> **SOURCE TEXT**
Re: [Maria-developers] 5365db70cb8: Improve update handler (long unique keys on blobs)

16 Mar 2020

Hi!

<cut>
...
I mean, you have tests, both with PERIOD, but one in the main suite, the
other in the versioning suite. While they both should be in the period
suite. Here, your test from the main/long_unique.test:
...
+CREATE OR REPLACE TABLE t1 (a INT, b BLOB, s DATE, e DATE, PERIOD FOR app(s,e), UNIQUE(b)) ENGINE=MyISAM PARTITION BY HASH(a) PARTITIONS 2;
+INSERT INTO t1 VALUES (1,'foo','2022-01-01', '2025-01-01');
+--error ER_DUP_ENTRY
+DELETE FROM t1 FOR PORTION OF app FROM '2023-01-01' TO '2024-01-01';
+DROP TABLE t1;
Your test from the suite/versioning/t/long_unique.test:
+CREATE TABLE t1 (f VARCHAR(4096), s DATE, e DATE, PERIOD FOR app(s,e), UNIQUE(f)) ENGINE=MyISAM;
+INSERT INTO t1 VALUES ('foo', '2023-08-30', '2025-07-09'),('bar', '2021-01-01', '2021-12-31');
+DELETE FROM t1 FOR PORTION OF app FROM '2023-08-29' TO '2025-07-01';
+DROP TABLE t1;
The above are actual different, indendent tests not related to each other.
But I agree that they are both related to period.

I will move the PERIOD test from
main/long_unique.test
and
suite/versioning/t/long_unique.test
to
suite/period/t/long_unique.test

Sorry, I got confused about the suggestion with moving whole test files.

[Recorded data]
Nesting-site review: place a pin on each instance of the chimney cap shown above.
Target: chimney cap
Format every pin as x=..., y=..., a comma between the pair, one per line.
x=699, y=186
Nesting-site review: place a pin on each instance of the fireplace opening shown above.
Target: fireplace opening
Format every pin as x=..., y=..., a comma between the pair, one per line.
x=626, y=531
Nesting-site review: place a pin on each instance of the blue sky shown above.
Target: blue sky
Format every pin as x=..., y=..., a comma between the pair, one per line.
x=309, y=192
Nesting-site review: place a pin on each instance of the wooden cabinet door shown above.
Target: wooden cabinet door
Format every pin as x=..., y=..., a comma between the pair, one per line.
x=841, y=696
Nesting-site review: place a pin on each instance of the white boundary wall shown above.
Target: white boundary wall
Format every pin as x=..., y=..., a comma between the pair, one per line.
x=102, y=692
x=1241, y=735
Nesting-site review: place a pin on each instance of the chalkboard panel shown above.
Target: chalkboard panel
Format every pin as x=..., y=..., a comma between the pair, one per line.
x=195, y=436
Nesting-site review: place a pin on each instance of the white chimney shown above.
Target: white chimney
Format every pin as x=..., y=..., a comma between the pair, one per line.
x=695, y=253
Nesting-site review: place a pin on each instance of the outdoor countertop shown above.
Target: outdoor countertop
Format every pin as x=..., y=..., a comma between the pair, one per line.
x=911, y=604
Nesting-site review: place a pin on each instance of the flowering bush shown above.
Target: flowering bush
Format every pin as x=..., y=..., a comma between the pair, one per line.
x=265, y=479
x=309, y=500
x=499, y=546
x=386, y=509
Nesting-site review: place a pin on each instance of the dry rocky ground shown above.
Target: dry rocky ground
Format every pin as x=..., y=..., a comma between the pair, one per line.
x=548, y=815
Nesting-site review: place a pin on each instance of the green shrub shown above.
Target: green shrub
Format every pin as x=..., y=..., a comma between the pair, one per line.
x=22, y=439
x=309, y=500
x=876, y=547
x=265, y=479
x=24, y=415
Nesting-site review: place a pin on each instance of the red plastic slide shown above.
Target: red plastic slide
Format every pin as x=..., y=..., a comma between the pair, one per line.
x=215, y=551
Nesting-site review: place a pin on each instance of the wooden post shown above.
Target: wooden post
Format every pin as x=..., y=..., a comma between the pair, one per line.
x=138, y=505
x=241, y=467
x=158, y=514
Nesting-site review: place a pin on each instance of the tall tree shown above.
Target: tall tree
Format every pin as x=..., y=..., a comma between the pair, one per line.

> **WHAT TO PRODUCE**
According to the mailing-list reply, which file will the PERIOD tests be moved to?

> **WRITTEN REPLY**
suite/period/t/long_unique.test